Personally, I think of meditation as exercise for the brain. In the same way you can't expect to be physically well without moving your body, you can't expect to be mentally well without training your brain. It's worth noting that physical and mental wellbeing are intertwined: when one suffers, the whole system does. When you're thriving in both areas you're more able to show up as your best self, learn effectively, form healthy relationships, perform at your peak, think clearly, and importantly feel good. The incredible positive effects of meditation on physical and mental health are recognised by hundreds of millions of people the world over, well-documented in Eastern culture, and increasingly well-researched and validated by Western science.
If you're not sure how to get started with meditation, or have already tried with unsatisfactory results, then read on. In this article I'll explain some of the fundamental concepts surrounding mindfulness/meditation, and introduce you to a variety of techniques so that you can find what works for you.
The Difference Between Meditation and Mindfulness
Beginners to meditation and mindfulness are often unaware of the differences between the two terms. For best results, it's beneficial to understand the differences and similarities between the terms.
What Is Meditation?
"Meditation" refers to a wide range of practises and techniques to achieve a state of mindfulness, concentration, and emotional regulation. Meditation is by far the most effective training I’ve found to make mindfulness come more easily when I need it the most. This is because it teaches powerful skills such as patience, compassion, perspective, equanimity, and resilience.
Meditation impacts us in far-reaching ways. Fascinatingly, when a person practises meditation, the changes in their behaviour impact those around them, so we all share the benefits!
What Is Mindfulness?
Meditation makes us mindful. The term mindfulness refers to the practise or skill of being focused and present in the moment. Simple, but not necessarily easy! We often get caught up worrying about the future or ruminating over the past, but in reality all we have is the present. A common method of grounding ourselves in the now is to focus on the breath. This works well as it's an omnipresent point of focus, and can give us clues about our current physiological and psychological state. Further still, we can manipulate our breathing to reverse-engineer a sense of calm and peace, even when we’re really stressed.
Your lungs are controlled by the autonomic (think automatic) as well as the somatic (consciously controlled) nervous system. You can’t consciously change the function of your heart or intestines for example - they’re fully autonomic, but the breath is something you can manipulate.

_Dataset entries_
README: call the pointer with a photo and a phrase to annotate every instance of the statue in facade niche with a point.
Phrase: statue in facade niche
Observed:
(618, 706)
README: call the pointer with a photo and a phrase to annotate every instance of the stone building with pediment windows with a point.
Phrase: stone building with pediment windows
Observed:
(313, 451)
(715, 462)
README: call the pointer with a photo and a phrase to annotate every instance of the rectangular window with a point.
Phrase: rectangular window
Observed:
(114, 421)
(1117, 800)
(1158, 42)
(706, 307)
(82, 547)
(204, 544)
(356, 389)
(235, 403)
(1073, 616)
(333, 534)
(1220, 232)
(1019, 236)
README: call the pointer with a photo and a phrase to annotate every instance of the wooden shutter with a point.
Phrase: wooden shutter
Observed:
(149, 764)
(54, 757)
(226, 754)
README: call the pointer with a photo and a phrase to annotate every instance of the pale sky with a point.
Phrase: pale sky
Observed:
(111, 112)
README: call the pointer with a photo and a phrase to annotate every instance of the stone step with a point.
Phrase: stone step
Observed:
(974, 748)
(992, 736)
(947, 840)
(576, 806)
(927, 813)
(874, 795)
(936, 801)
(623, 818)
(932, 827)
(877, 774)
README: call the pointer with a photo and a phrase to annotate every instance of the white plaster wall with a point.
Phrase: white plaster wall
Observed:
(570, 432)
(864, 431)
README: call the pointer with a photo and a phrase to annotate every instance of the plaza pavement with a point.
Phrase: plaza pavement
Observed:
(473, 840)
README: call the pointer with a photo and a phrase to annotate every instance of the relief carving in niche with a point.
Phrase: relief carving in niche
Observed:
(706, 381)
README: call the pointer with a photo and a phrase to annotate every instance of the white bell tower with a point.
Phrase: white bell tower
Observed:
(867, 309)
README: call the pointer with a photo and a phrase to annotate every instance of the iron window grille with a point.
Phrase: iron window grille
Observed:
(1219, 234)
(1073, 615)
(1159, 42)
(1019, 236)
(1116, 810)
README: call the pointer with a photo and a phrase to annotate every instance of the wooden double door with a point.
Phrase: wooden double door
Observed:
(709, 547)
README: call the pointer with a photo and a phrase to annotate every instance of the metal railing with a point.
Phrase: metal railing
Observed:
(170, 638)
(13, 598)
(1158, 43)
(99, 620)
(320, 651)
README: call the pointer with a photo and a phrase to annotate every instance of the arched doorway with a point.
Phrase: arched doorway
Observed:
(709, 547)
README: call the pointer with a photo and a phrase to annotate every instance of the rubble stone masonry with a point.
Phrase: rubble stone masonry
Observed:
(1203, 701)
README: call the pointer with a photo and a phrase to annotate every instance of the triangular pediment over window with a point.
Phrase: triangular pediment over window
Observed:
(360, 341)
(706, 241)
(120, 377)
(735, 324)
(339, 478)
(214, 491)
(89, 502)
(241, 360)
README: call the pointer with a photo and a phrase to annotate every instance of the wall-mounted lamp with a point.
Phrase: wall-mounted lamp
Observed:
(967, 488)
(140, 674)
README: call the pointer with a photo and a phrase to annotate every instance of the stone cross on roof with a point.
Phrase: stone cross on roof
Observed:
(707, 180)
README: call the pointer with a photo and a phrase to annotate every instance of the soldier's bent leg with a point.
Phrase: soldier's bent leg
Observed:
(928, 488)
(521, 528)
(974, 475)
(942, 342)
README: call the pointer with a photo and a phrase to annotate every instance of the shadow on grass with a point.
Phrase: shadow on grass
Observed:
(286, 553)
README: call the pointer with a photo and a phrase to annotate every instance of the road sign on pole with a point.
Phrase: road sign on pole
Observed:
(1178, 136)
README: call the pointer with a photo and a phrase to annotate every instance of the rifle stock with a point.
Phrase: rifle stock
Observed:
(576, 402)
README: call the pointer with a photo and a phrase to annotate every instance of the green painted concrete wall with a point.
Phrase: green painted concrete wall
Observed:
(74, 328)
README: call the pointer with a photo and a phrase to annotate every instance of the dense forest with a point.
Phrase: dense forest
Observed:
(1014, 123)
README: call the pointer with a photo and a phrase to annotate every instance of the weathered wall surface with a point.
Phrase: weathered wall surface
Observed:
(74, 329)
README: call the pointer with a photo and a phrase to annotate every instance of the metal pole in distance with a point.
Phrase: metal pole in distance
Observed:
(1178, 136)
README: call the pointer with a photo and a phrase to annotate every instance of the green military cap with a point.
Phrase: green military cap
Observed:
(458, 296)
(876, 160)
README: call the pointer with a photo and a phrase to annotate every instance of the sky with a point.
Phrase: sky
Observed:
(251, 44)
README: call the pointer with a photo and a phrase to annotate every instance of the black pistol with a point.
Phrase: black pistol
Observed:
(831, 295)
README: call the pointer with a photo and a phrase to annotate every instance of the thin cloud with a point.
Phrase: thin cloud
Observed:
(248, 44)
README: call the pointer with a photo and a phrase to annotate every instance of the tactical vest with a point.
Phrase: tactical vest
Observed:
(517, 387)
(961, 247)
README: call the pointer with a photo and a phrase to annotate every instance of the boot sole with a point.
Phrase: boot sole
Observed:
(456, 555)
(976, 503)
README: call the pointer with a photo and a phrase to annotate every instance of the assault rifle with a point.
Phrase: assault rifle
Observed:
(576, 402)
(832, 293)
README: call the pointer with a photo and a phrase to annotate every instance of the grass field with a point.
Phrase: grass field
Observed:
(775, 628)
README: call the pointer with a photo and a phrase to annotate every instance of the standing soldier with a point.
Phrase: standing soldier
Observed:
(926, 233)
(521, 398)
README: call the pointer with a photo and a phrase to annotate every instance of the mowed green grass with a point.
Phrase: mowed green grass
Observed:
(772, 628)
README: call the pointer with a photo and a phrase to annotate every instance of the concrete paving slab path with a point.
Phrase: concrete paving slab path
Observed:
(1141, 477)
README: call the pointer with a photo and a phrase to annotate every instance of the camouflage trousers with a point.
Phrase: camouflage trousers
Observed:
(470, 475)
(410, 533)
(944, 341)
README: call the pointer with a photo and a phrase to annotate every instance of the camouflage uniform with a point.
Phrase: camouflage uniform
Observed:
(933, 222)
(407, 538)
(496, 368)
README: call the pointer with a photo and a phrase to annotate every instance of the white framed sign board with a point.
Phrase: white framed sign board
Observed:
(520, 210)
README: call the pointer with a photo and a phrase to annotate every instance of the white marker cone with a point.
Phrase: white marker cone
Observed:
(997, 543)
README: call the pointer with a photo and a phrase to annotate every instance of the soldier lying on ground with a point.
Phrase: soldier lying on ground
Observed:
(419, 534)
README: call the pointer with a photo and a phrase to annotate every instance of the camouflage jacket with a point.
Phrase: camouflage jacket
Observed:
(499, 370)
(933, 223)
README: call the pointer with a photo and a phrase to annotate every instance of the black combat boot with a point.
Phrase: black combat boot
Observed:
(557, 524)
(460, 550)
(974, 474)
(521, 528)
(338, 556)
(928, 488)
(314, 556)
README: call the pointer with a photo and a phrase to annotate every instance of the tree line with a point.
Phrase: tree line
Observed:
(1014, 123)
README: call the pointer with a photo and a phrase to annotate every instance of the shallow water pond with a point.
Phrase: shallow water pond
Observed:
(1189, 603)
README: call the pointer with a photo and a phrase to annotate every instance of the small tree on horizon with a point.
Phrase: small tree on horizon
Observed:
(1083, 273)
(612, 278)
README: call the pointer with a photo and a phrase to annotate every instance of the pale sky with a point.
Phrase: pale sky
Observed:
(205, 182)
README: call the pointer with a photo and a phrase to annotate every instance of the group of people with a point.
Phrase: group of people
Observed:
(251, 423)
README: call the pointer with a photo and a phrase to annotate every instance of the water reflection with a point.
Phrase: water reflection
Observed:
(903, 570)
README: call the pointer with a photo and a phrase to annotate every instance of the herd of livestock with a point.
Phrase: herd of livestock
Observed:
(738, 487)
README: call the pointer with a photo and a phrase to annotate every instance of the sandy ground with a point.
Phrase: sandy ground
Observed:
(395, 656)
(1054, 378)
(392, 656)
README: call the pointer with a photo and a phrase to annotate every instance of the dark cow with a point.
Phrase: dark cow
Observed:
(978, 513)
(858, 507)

_What you need to do_
a) List the skills that the article on meditation and mindfulness says meditation teaches.
b) According to the article on meditation and mindfulness, why does focusing on the breath work well for grounding yourself in the present?
c) Extend the article on meditation and mindfulness from the point where it stops.
The material has nothing to do with the article on meditation and mindfulness.

_Solved problems_
a) Patience, compassion, perspective, equanimity, and resilience.

b) The breath is an omnipresent point of focus, and it can give clues about your current physiological and psychological state.

c)
Self-Awareness For Beginners
One of the most profound things I’ve learned from meditation is that it’s not what happens to us that makes us feel emotions like anger, disappointment or shame, but what we tell ourselves about the situation. It's about how we interpret and process our experiences. It’s not the traffic jam, hurtful comment, or tax bill that makes us so upset, but the way we think about those things. When we become aware of our thoughts that we can begin to challenge them. To build awareness of ourselves, our behaviours, and the thoughts/beliefs that drive them, we must practise mindfulness. Beginners in meditation are often stunned at the self awareness they can achieve in such a short time, and the wide-ranging cascade of effects on their lives.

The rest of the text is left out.